March 27, 2018  By Corey Taylor

As the extractive industries ramp up and enthusiasm spreads in our industry, the ever-pervasive fear that, once again, every operator will suddenly feel “expansive” is becoming more acute.


After a decade and a half of unprecedented growth, followed by an almost five-year downturn, let us hope that prudency is the watchword of the day!

Humphrey Neill, a famous investor, once said something along the lines of, “It’s amazing how many people mistake bull markets for brains.” We see this often in our business. In fact, the margins can be so high compared to the direct operating costs that once the fixed costs are covered the margins can be incredible. Of course, the caveat here is that if you don’t fly enough you may not even cover your fixed costs. What to do then?

WRITTEN INSTRUCTION 1: Please return, word for word, the entries between the line holding "of the long" and the line holding "Query: young woman's face", inclusive.
The entries that come next are unrelated to the article.

Items from a data source:
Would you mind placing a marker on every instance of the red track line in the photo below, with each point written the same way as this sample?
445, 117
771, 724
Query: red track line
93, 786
--
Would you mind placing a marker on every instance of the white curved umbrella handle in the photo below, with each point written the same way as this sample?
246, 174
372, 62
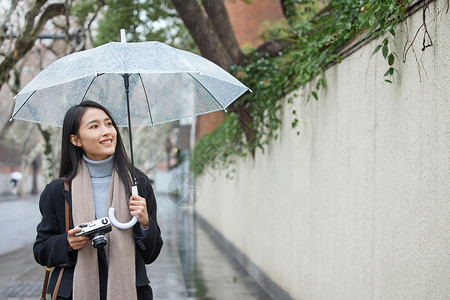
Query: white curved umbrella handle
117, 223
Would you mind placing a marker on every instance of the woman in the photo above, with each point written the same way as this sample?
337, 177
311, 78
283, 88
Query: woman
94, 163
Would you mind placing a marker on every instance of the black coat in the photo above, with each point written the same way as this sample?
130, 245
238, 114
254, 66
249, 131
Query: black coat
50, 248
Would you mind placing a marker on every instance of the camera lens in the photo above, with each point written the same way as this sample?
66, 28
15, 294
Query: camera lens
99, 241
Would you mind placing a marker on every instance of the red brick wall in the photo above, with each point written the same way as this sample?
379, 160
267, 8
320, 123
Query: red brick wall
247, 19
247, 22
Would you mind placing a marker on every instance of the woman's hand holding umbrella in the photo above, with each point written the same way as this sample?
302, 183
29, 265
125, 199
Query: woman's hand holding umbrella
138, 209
---
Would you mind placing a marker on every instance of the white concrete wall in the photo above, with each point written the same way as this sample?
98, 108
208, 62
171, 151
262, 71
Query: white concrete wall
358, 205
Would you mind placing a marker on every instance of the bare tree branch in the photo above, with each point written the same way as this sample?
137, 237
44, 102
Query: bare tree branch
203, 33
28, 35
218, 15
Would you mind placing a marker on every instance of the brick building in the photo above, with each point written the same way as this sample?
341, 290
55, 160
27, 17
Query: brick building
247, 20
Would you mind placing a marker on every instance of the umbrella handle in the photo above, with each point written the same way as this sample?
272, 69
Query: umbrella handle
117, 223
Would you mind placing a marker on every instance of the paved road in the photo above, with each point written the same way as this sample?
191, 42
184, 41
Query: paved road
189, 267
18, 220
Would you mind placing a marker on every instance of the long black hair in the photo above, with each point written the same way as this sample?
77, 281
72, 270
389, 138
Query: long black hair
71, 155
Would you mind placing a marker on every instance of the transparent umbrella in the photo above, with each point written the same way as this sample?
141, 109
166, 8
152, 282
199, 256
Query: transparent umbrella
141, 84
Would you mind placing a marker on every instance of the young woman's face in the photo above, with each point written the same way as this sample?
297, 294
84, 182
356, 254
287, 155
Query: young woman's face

WRITTEN INSTRUCTION 2: Decide whether each statement agrees with the article, answering yes or no and quoting the deciding words from it: (a) the downturn lasted almost five years; (b) Humphrey Neill is described as a famous economist; (c) margins can be incredible once fixed costs are covered.

RESULT 1:
Would you mind placing a marker on every instance of the long black hair in the photo above, with each point written the same way as this sample?
77, 281
72, 270
389, 138
Query: long black hair
71, 155
Would you mind placing a marker on every instance of the transparent umbrella in the photo above, with each point written the same way as this sample?
141, 109
166, 8
152, 282
199, 256
Query: transparent umbrella
141, 84
Would you mind placing a marker on every instance of the young woman's face in the photo above, with each point written the same way as this sample?
297, 294
84, 182
356, 254
287, 155
Query: young woman's face

RESULT 2:
(a) Yes: "followed by an almost five-year downturn"
(b) No: "Humphrey Neill, a famous investor"
(c) Yes: "once the fixed costs are covered the margins can be incredible"